__Task statement__.
Would you retype, word for word, the line with "the roof overhang" and every line after it through the end of the records below?

__Excerpted data__.
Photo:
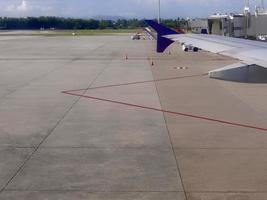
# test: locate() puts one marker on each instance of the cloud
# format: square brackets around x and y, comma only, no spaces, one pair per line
[22,7]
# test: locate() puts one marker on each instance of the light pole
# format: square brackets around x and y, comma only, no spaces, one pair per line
[159,13]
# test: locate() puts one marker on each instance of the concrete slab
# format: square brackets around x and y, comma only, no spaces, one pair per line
[223,170]
[227,196]
[92,196]
[101,150]
[99,170]
[10,161]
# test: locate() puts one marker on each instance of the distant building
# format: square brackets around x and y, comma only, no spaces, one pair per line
[227,25]
[238,25]
[198,25]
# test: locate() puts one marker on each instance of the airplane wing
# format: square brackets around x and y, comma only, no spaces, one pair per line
[252,54]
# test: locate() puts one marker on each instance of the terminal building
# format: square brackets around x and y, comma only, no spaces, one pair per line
[245,25]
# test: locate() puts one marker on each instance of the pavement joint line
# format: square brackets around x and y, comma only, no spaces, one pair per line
[172,145]
[46,74]
[100,192]
[28,158]
[138,82]
[204,118]
[138,191]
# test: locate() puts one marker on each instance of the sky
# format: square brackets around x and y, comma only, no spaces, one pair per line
[123,8]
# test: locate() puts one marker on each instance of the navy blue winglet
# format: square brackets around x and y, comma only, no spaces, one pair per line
[162,42]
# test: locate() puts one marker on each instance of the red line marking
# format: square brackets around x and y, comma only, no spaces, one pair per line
[135,83]
[169,112]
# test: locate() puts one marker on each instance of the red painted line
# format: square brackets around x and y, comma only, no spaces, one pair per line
[136,83]
[169,112]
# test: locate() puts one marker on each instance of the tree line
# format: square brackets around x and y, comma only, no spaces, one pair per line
[31,23]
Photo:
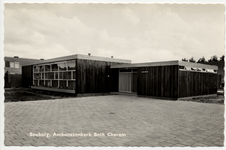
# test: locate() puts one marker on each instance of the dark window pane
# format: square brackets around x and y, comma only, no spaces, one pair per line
[56,75]
[68,75]
[41,82]
[71,65]
[62,66]
[47,67]
[35,82]
[41,68]
[62,84]
[54,67]
[55,83]
[37,75]
[7,64]
[74,74]
[60,75]
[71,85]
[36,68]
[48,83]
[42,75]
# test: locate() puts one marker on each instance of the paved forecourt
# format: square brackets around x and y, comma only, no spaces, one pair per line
[115,120]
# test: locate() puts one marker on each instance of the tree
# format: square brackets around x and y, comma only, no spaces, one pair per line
[201,60]
[184,59]
[192,60]
[222,58]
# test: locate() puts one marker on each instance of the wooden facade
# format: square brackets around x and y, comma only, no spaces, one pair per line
[27,76]
[158,81]
[92,74]
[196,83]
[172,79]
[168,80]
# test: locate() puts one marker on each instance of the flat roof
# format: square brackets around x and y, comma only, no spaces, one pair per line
[86,57]
[166,63]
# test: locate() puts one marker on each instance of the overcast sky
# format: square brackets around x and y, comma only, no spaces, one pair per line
[139,32]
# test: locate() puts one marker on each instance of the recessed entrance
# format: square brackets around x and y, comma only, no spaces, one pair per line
[128,80]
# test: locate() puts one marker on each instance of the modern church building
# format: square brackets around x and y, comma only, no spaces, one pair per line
[81,74]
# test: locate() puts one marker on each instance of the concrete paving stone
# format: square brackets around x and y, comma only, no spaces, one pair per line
[199,145]
[178,145]
[145,121]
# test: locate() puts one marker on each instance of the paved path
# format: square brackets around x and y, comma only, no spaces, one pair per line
[144,121]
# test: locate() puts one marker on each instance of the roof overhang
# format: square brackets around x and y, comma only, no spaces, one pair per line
[165,63]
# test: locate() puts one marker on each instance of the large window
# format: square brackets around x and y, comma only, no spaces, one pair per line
[55,75]
[12,64]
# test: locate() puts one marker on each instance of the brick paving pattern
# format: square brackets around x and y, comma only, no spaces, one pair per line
[145,121]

__The answer__.
# test: locate() puts one marker on each instance of the roof overhang
# format: square brackets around x and y, comma only, no spaces, one pair per line
[165,63]
# test: locate() puts one marker on each instance of the large window
# format: square brackets around x and y, comma only, no spaces, one pair per line
[55,75]
[12,64]
# test: locate() puts one marker on each instance of the brick paving pattern
# format: square brackets around x and y, comma only, no spaces, one pair per line
[145,121]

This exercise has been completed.